▶ _What is being asked_
Reproduce exactly, with no other output, every line of the data below from the line containing "Please point out the leafless" to the end, inclusive.

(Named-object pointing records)

--- BEGIN ---

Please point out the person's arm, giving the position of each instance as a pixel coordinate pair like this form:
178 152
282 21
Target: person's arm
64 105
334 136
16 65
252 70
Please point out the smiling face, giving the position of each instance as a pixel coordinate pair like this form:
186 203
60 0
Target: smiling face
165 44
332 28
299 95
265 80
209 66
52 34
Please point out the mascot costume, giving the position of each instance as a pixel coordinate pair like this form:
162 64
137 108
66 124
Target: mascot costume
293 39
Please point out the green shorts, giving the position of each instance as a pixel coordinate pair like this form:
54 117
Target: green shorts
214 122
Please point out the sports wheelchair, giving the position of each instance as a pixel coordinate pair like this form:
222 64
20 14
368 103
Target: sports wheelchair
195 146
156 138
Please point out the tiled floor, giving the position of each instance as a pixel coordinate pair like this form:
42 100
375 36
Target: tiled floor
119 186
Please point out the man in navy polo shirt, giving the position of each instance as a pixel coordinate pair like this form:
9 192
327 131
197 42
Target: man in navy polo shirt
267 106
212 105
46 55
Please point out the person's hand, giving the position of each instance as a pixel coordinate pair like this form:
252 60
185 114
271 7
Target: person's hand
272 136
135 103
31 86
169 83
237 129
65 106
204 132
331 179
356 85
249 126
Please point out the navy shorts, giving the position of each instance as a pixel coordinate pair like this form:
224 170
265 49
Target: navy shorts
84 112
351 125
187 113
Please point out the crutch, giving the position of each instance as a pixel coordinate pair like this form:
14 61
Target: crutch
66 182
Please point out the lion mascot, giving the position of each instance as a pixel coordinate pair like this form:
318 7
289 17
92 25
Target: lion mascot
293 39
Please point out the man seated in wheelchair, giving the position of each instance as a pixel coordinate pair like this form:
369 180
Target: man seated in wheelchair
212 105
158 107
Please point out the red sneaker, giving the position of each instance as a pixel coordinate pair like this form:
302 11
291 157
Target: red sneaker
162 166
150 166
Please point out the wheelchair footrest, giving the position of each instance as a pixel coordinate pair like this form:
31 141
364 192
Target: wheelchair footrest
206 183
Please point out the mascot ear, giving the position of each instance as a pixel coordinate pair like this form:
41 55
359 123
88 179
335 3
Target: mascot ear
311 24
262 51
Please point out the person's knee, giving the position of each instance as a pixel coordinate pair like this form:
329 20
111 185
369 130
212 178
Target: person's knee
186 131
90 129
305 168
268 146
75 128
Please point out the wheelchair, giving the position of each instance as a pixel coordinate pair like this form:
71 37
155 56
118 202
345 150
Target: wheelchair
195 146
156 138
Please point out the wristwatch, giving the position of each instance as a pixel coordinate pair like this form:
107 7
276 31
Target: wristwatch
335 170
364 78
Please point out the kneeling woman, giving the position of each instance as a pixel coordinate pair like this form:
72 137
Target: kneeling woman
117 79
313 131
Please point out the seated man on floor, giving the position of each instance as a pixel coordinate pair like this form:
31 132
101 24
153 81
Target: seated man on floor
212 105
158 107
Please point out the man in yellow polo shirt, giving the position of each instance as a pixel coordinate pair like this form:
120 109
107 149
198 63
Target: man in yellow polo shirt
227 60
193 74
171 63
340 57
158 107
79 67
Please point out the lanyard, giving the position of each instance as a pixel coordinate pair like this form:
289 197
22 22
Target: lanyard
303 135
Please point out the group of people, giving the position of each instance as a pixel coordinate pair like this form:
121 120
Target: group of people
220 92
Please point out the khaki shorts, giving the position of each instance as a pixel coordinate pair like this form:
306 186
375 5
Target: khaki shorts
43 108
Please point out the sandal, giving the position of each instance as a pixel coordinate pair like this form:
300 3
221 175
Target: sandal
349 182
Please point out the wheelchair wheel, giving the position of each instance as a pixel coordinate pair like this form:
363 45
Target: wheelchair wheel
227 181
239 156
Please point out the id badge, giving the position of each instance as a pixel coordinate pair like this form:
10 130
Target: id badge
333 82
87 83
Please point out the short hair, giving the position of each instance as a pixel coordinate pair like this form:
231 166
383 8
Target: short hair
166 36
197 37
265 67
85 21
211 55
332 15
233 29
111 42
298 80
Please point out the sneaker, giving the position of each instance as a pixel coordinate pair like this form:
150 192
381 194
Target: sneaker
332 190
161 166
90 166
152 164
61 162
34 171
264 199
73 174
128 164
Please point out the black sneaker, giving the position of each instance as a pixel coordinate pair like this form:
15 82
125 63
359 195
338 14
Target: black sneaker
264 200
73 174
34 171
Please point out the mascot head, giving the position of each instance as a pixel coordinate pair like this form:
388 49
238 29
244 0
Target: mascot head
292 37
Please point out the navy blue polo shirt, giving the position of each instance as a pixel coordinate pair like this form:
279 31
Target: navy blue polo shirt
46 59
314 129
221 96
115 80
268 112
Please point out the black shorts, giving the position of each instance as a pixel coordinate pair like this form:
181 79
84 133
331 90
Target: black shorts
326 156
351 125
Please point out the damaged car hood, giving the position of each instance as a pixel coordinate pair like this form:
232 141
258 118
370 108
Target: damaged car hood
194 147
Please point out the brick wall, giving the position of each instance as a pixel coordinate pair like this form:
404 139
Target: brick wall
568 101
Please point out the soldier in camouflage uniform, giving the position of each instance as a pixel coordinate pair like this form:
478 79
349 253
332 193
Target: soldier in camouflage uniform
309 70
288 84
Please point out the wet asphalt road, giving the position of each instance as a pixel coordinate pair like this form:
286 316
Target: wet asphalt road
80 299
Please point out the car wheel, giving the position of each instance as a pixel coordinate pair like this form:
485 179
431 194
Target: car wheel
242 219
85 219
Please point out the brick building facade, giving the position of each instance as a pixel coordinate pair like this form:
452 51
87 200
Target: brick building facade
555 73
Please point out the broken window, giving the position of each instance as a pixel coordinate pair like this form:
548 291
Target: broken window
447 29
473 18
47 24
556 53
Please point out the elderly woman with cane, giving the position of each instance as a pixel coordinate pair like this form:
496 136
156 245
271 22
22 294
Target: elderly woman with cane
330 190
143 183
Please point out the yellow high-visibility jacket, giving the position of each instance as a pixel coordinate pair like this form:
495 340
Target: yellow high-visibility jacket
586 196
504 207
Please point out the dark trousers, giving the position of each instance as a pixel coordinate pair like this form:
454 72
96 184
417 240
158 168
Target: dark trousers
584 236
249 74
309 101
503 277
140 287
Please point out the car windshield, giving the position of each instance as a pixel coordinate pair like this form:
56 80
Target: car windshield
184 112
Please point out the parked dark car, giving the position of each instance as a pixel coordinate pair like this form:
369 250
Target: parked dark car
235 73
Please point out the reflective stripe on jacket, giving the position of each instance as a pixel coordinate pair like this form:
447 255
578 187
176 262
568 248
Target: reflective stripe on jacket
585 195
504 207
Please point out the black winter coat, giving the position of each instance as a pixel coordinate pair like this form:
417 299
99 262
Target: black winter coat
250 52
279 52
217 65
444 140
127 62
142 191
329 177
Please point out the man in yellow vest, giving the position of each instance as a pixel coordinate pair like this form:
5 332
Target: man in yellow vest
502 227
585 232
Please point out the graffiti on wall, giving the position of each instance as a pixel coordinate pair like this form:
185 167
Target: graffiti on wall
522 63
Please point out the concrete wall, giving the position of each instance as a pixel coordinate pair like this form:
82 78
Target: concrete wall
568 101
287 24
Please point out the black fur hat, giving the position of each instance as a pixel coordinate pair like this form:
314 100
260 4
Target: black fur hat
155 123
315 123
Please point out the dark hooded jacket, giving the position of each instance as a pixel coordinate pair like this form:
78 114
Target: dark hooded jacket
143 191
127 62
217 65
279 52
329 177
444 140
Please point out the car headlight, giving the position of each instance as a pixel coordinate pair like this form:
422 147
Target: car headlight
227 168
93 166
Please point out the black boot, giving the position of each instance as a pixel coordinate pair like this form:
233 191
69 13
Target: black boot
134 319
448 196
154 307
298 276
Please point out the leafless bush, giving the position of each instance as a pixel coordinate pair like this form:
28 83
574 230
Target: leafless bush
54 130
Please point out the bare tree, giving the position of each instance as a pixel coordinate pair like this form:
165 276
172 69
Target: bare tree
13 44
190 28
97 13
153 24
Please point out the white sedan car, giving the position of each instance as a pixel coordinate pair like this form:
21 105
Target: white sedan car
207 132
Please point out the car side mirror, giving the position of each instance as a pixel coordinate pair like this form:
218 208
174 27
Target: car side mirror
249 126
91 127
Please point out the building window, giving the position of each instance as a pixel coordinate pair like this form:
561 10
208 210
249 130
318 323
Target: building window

--- END ---

▶ _Result_
Please point out the leafless bush, giving the position of each instance as a pixel coordinate pair like this form:
28 83
574 230
Target: leafless bush
54 130
Please point out the bare tree, giving the position of each instance as a pixel coordinate pair like this form:
165 276
172 69
Target: bare tree
13 44
190 28
97 13
153 24
Please point out the white sedan car, giving the position of each instance as a pixel coordinate pair like this form:
21 105
Target: white sedan car
207 132
Please point out the car side mirror, giving the position of each instance as a pixel coordinate pair like this form:
218 208
174 27
Target: car side mirror
249 126
91 127
Please point out the building window, giving the position of each instance as a pixel coordinate pair like this form:
561 10
208 210
249 130
318 323
Target: building window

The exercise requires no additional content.